[TRECHO DA PÁGINA]
Ao menos 70 corpos foram recuperados por moradores no Complexo da Penha, na Zona Norte do Rio, entre a noite de ontem e a manhã de hoje, um dia após a operação mais letal da história do Rio de Janeiro. Número de vítimas oficial é 119, informou a Polícia Civil.
O que aconteceu
No começo da manhã, repórteres do UOL contaram ao menos 65 corpos deixados na praça à medida que eram recuperados por moradores. O UOL presenciou familiares de alguns dos assassinados acompanhando, em desespero, a remoção e contagem das vítimas na Praça São Lucas, na Estrada José Rucas, no Complexo da Penha.
Número chegou a 70 horas depois, informou Luís Claudio Pessoa dos Santos, presidente da associação de moradores do Complexo da Penha. Todos estes estavam em uma área de mata, no alto da Serra da Misericórdia, além de outras regiões.
Quantidade total de mortos foi atualizada para 119 pela Polícia Civil. Esses números englobam os quatro policiais e “115 suspeitos”, segundo o órgão.

[DADOS DISPONÍVEIS]
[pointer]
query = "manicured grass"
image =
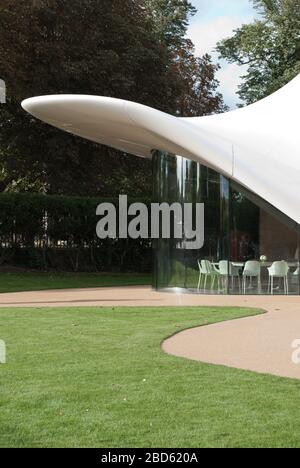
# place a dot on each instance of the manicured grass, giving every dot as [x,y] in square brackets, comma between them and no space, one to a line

[EXERCÍCIO] Escreva a continuação da reportagem sobre os corpos recuperados no Complexo da Penha, começando logo após a última frase do trecho da página.

[RESPOSTA AO EXERCÍCIO]
Polícia prendeu 113 pessoas e apreendeu 10 adolescentes. Entre os detidos, 33 são de outros estados. Segundo a PCERJ, foram apreendidas 118 armas, entre elas 91 fuzis. O número exato de drogas e munições apreendidos não foi informado pelos órgãos e ainda são contabilizados.
A retirada dos corpos da praça foi feita com rabecões da Defesa Civil, dirigidos por bombeiros militares. A equipe do UOL não presenciou nenhum policial no local durante a remoção dos mortos na manhã de hoje.
Polícia Civil abriu inquérito e vai investigar quem tirou os corpos da mata. As pessoas serão investigadas por fraude processual por terem, supostamente, retirado as roupas das pessoas que estavam com roupas camufladas, informou o secretário de Segurança Pública do Rio de Janeiro, Felipe Curi.

IML foi fechado para receber somente os corpos das vítimas da operação hoje. Segundo a PCERJ, todos os outros corpos que precisarem passar por necropsia no Rio serão levados para o IML de Niterói.
Rabecões e familiares começam a chegar para identificação dos mortos. Os parentes das vítimas estão passando por uma triagem na sede do Detran, ao lado do IML, do Centro do Rio. Aos poucos, eles chegam em silêncio. A Defensoria Pública e integrantes de uma organização de DH, a Raave (Rede de Atenção a Pessoas Afetadas pela Violência de Estado) acompanham e orientam os familiares.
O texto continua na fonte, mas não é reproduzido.